YOUR INSTRUCTIONS = Could you copy out, word for word, everything in the records from the line containing "request: draw the outline of every instance of the arched" down to the line containing "target: arched niche", with both of those lines included?

DATASET ROWS =
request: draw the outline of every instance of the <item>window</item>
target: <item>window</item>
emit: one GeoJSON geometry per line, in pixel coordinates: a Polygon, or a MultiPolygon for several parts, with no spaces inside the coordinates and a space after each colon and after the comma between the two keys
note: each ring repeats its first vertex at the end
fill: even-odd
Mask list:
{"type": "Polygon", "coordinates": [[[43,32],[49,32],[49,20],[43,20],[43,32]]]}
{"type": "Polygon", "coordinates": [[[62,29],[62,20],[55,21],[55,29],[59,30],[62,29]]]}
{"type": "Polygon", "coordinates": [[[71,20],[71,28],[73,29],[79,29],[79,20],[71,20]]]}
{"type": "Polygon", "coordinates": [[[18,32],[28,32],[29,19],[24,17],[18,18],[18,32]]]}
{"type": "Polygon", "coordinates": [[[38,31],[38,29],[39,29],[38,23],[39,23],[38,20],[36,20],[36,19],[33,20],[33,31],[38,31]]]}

---

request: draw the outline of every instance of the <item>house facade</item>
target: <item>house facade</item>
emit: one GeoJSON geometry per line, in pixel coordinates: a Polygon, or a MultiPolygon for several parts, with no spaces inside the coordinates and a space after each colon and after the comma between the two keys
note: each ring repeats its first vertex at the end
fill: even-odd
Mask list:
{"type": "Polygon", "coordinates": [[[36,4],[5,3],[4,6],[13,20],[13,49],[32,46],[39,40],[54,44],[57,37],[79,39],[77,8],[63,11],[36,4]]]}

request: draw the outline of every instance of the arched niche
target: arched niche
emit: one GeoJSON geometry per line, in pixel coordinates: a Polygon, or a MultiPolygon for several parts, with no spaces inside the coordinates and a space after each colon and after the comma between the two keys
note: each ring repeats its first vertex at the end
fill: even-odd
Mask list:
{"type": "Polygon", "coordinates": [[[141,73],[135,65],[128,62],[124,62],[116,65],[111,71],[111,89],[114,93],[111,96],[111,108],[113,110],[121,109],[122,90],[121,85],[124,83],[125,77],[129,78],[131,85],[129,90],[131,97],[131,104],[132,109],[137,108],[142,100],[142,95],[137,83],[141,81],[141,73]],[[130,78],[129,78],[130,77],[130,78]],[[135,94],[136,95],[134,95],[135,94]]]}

THE RESPONSE =
request: draw the outline of every instance of the arched niche
target: arched niche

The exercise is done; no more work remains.